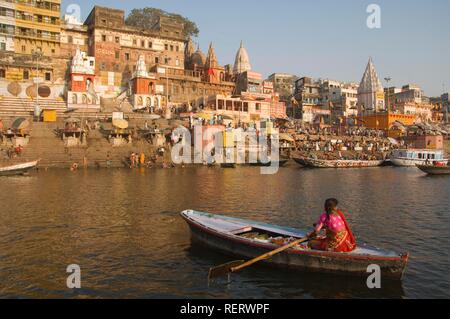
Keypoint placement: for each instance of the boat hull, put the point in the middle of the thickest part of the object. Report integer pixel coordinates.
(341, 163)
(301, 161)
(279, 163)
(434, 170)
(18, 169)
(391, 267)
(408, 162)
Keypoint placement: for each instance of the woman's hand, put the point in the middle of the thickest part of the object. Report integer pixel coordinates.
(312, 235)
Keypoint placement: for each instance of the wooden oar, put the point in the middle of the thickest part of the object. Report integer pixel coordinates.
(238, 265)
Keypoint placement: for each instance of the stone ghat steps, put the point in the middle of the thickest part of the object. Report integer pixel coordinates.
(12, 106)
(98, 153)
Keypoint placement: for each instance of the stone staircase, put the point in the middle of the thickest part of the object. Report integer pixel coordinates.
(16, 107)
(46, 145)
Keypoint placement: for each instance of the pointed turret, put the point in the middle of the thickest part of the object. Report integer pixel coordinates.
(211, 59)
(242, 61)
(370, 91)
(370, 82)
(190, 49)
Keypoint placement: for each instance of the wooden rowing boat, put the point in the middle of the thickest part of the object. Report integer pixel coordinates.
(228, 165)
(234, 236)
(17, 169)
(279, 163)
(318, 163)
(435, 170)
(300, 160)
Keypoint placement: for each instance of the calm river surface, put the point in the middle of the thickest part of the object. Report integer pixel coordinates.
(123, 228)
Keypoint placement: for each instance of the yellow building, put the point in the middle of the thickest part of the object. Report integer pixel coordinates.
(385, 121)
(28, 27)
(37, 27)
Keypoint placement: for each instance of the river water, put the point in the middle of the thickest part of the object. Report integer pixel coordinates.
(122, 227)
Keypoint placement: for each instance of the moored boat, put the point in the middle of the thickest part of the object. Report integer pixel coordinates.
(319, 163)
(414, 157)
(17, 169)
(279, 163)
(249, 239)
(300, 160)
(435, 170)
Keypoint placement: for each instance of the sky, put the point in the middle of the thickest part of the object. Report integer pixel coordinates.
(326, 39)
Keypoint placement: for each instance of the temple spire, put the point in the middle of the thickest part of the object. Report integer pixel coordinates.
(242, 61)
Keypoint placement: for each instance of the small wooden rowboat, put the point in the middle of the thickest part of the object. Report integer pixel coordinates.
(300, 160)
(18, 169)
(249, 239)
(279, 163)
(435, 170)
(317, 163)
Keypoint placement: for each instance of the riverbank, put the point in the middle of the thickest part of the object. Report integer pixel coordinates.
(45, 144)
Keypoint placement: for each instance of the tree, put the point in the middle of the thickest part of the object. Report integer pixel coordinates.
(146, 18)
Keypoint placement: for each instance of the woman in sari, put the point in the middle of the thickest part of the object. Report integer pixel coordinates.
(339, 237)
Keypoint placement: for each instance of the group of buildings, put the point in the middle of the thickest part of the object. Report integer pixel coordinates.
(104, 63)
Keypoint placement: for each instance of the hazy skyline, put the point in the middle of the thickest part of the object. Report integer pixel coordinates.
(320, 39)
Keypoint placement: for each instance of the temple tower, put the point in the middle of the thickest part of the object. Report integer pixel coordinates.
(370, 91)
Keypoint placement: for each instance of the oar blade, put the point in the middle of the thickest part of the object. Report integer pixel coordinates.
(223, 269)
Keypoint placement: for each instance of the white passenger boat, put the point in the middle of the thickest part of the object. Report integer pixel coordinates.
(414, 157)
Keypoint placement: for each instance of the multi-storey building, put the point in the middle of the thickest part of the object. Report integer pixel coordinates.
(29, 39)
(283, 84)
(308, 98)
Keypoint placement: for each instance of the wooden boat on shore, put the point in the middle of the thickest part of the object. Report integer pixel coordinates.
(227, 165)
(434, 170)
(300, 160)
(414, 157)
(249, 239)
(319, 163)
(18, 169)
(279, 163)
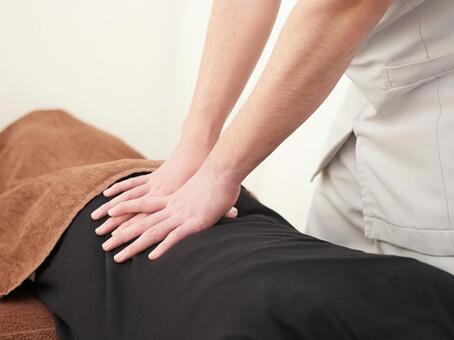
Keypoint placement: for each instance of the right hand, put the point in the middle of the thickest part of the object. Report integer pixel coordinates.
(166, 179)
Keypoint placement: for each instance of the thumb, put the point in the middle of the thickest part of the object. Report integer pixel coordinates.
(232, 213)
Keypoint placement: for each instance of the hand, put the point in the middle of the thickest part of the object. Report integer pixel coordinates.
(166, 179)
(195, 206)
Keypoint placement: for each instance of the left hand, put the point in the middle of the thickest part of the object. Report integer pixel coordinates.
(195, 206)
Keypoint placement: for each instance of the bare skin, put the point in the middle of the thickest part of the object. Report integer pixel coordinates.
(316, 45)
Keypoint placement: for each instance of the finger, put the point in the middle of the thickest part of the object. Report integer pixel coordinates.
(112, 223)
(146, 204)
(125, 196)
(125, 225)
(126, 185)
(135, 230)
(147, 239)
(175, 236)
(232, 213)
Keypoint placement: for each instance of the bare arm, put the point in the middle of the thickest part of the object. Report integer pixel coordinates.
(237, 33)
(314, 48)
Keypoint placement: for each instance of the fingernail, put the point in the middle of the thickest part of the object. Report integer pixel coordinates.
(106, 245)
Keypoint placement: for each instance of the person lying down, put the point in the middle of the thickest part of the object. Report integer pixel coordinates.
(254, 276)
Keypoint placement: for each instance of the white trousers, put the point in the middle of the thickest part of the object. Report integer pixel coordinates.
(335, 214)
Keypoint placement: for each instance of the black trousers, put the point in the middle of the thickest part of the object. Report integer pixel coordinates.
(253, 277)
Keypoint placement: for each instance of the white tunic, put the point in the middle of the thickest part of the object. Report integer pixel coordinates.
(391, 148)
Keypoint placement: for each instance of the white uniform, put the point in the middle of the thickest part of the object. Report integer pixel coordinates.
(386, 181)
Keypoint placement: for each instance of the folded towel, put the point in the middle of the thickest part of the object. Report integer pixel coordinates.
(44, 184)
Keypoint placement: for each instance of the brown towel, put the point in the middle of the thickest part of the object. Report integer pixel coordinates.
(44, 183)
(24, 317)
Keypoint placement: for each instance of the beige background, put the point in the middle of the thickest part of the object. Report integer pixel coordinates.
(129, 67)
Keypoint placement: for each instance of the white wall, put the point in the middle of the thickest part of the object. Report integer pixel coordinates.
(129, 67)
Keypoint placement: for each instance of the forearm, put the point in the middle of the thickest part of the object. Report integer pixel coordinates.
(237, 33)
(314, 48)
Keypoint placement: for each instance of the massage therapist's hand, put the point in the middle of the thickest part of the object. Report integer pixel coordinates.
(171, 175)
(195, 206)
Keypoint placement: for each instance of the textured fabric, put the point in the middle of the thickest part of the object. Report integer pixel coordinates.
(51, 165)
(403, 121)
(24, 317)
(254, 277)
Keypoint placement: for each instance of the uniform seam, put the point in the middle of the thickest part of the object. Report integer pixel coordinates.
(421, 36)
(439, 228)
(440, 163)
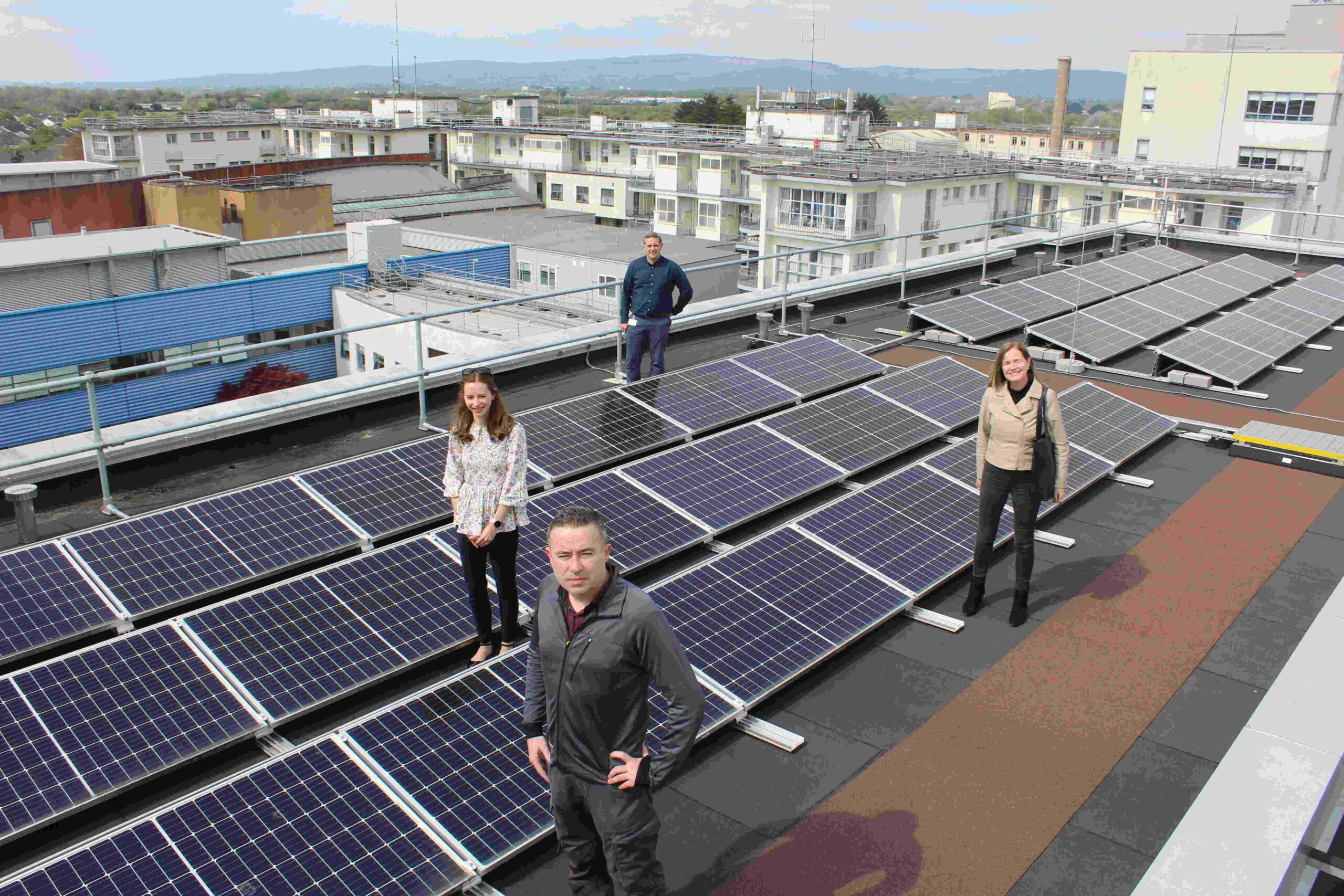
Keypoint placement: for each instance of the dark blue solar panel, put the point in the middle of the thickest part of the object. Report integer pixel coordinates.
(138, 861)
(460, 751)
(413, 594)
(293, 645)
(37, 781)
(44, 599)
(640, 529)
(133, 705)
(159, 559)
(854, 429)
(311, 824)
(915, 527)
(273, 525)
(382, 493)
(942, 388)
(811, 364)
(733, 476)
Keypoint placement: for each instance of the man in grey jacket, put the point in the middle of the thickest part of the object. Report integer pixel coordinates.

**PROBLEM TO WORK ON**
Reproduce nothing but the lines that run from the line containing "Keypoint placement: for each instance of the uniform" through the last line of the records, inclusive. Omit the pictures.

**WRITTEN RESPONSE**
Keypoint placement: for each instance of the uniform seam, put the point in the middle of the thickest part of the object. Report integer pixel coordinates.
(421, 36)
(439, 228)
(440, 163)
Keypoint placement: for each instance of the dark blue solar panel, put the point in the middle of the thickest part of the object. Report integer pixel coordinates.
(138, 861)
(460, 751)
(413, 594)
(293, 645)
(37, 781)
(44, 599)
(640, 529)
(133, 705)
(159, 559)
(854, 429)
(311, 824)
(915, 527)
(273, 525)
(382, 493)
(942, 388)
(811, 364)
(733, 476)
Keypoint placement: for each instance of the man in grey jacket, put the point in the middle of the thickest part of the object. Report integer pixel coordinates.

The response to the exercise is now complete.